━━━━━ PASSAGE ━━━━━
She was 16 years old. As detailed in her 2015 memoir, “Race of Vipers,” Migliore was sent to the Santa Rosa de Viterbo school in San Lorenzo to begin her novitiate with the Franciscan sisters in 1983.

In her ethnography, Migliore recounted the stories of abuse, sexual abuse and physical torture administered by superiors and religious guides throughout her eight years in the San Lorenzo convent. At least 12 other novices were mistreated during her stay in the Catholic institution.

“Since (novices) were not allowed to talk to each other, we did not know that the abuses were systematic. At the time, I thought that what had happened to me had been a moment of weakness for the superior, "said Migliore, noting that one of their superiors, Sister Viviana Fleitas, was among her primary abusers.

Extreme punishment akin to medieval torture was forced upon the young religious hopefuls, Perfil reported after a thorough investigation. Metal- studded whips, hair shirts, gags- in "honor" of their vows of silence, and a steady diet of bread and water were forced upon the novitiates.

"In my congregation there was also the use of sackcloth on the legs and hips. It is like a belt with pinches, which is attached to the flesh to cleanse sins. Even the Mother Superior, Viviana Fleitas, used to use it” Migliore said.

These “sacrifices” made in “the name of God,” which have long been criticized by members of the Catholic church, caused serious psychological trauma for the women who have since abandoned the idea of a religious life, the former nun said.

Migliore said that although the Church has not commented on her writings, many women have thanked her for her courage in publishing her experiences.
━━━━━ EXCERPTED DATA ━━━━━
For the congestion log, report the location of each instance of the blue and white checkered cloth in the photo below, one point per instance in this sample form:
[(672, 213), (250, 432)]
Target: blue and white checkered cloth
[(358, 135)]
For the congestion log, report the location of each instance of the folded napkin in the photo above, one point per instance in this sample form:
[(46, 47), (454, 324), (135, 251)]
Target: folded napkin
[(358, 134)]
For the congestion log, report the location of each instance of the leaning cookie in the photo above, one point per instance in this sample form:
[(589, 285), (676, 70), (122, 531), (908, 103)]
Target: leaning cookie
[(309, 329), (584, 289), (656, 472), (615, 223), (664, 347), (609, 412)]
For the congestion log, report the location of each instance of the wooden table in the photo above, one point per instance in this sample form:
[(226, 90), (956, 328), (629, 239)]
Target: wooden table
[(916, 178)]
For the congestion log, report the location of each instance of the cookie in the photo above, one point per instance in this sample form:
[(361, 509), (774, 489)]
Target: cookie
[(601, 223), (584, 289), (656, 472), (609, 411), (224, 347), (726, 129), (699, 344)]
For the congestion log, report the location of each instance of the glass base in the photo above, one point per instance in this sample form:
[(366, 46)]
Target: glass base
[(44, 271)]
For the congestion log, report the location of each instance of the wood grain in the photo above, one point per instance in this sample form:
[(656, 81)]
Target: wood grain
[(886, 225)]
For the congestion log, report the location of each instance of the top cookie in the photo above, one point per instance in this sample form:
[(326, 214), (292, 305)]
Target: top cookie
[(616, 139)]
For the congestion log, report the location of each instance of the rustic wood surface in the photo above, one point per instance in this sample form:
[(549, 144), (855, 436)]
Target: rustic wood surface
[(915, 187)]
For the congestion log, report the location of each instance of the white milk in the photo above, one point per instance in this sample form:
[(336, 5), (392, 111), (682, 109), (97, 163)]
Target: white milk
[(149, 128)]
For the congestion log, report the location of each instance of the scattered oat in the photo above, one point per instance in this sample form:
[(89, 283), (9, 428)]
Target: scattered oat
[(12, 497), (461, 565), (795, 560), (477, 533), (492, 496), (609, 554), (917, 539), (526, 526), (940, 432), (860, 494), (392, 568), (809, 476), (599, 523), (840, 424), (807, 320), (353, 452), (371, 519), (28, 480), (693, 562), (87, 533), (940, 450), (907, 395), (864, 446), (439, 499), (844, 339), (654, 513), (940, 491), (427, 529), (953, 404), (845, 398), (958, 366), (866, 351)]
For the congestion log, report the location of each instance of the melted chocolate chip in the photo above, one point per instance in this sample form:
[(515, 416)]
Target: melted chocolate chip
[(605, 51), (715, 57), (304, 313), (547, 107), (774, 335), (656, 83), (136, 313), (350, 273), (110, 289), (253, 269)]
━━━━━
> [REQUIREMENTS]:
a) Print everything in the convent passage from "Extreme punishment akin" down to "former nun said.".
b) What is the title of Migliore's 2015 memoir, as given in the convent passage?
These records were drawn from a separate source.

> [RESPONSES PER TASK]:
a)
Extreme punishment akin to medieval torture was forced upon the young religious hopefuls, Perfil reported after a thorough investigation. Metal- studded whips, hair shirts, gags- in "honor" of their vows of silence, and a steady diet of bread and water were forced upon the novitiates.

"In my congregation there was also the use of sackcloth on the legs and hips. It is like a belt with pinches, which is attached to the flesh to cleanse sins. Even the Mother Superior, Viviana Fleitas, used to use it” Migliore said.

These “sacrifices” made in “the name of God,” which have long been criticized by members of the Catholic church, caused serious psychological trauma for the women who have since abandoned the idea of a religious life, the former nun said.

b) "Race of Vipers"